▸ **Instructions for the task**: Check each line of the data below for the word "table", then extract the ones that have it.
•••
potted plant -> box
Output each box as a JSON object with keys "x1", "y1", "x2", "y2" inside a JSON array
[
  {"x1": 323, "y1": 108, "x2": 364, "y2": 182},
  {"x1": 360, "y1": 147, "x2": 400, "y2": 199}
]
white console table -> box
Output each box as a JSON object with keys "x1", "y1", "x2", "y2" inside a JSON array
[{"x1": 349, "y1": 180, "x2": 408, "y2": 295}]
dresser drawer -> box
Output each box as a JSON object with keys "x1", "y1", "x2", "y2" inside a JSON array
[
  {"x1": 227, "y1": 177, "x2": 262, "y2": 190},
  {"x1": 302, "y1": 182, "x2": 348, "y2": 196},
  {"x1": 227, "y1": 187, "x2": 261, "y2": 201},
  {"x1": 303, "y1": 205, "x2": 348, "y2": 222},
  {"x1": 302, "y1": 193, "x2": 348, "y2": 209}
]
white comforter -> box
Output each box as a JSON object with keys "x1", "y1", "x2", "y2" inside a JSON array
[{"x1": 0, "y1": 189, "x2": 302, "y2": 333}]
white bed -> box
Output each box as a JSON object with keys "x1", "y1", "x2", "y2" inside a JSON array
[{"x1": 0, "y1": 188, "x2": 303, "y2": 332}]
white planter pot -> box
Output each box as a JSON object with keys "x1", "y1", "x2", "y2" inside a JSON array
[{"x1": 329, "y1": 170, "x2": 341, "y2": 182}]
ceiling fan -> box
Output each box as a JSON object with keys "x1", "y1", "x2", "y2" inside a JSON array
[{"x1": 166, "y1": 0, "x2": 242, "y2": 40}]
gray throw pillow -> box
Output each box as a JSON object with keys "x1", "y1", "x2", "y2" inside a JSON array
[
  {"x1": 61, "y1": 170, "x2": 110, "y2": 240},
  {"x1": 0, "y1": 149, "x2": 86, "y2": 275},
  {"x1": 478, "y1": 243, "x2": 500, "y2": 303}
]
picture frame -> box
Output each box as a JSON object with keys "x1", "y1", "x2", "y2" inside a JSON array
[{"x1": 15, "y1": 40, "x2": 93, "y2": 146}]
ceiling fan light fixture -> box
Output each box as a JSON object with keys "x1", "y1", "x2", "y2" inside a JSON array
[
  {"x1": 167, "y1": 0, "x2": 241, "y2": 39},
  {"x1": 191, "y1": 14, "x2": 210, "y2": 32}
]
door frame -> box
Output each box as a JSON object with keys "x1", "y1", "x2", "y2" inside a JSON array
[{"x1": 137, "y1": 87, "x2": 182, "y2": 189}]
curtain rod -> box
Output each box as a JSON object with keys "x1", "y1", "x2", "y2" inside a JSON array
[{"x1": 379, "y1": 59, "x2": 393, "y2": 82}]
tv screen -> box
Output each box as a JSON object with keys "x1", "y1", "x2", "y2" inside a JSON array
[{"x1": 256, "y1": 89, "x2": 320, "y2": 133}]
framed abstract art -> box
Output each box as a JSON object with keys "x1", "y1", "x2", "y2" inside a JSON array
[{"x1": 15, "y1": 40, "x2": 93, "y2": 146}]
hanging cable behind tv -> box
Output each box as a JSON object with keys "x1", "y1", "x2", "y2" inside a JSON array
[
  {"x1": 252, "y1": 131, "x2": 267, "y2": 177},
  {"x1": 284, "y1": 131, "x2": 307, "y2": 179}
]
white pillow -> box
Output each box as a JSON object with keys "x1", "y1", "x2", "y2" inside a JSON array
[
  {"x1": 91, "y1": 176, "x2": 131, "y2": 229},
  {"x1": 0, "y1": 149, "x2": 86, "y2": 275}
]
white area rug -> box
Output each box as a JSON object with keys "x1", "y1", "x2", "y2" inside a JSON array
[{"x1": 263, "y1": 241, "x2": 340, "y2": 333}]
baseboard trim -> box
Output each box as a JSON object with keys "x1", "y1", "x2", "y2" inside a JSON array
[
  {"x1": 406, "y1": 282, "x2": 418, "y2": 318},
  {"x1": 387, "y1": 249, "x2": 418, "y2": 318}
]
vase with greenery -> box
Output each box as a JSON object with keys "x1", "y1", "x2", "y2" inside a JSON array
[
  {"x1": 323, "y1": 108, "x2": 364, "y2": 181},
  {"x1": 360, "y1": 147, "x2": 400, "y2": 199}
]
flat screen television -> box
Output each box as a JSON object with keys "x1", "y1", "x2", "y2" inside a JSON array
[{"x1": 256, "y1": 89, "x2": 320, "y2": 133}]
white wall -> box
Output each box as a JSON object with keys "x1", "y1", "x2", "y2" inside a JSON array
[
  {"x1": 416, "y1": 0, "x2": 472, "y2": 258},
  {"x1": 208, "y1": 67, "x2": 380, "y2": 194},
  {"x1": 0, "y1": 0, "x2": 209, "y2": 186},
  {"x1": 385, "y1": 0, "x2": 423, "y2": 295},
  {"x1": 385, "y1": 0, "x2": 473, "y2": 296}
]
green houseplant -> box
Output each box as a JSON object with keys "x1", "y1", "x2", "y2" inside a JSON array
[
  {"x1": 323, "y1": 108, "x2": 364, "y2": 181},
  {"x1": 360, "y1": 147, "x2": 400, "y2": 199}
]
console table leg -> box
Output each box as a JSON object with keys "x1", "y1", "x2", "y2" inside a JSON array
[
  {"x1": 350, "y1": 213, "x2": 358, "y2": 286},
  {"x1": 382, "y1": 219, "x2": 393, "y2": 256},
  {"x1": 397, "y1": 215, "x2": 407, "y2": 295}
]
•••
▸ **Exercise response**:
white console table -> box
console table leg -> box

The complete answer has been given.